• _Lines of data_:
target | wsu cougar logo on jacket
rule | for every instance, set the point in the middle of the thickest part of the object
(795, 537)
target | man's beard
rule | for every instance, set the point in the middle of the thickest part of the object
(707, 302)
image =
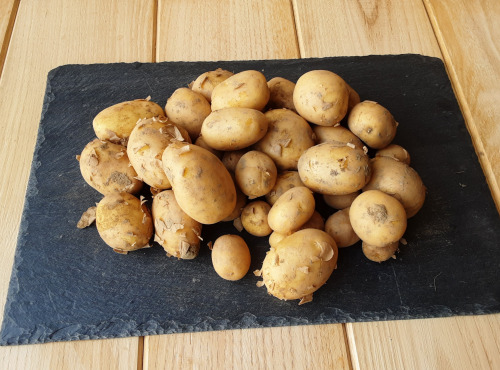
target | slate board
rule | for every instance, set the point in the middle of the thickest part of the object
(67, 284)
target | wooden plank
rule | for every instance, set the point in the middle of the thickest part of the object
(47, 34)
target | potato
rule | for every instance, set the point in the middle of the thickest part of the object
(399, 180)
(234, 128)
(231, 257)
(175, 231)
(202, 185)
(292, 210)
(123, 222)
(373, 124)
(377, 218)
(207, 81)
(148, 140)
(115, 123)
(247, 89)
(281, 93)
(254, 218)
(255, 174)
(338, 226)
(106, 167)
(299, 265)
(330, 169)
(287, 138)
(321, 97)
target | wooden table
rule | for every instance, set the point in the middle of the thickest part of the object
(39, 35)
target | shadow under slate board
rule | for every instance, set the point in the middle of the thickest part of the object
(67, 284)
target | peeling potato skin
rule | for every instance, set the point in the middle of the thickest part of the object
(175, 231)
(123, 222)
(105, 167)
(299, 264)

• _EXERCISE DESCRIPTION_: Update the data from the line with "target | shadow under slate board" through the end, replacing "thickest part" with "widest part" and changing nothing else. Give only those lines.

• _FULL RESPONSE_:
target | shadow under slate board
rule | for every instance, set the point in the middle of the widest part of the object
(67, 284)
target | peeling potato skin
rule | for every instance, set the point in the middle of the widest part of the object
(175, 231)
(123, 222)
(105, 167)
(299, 264)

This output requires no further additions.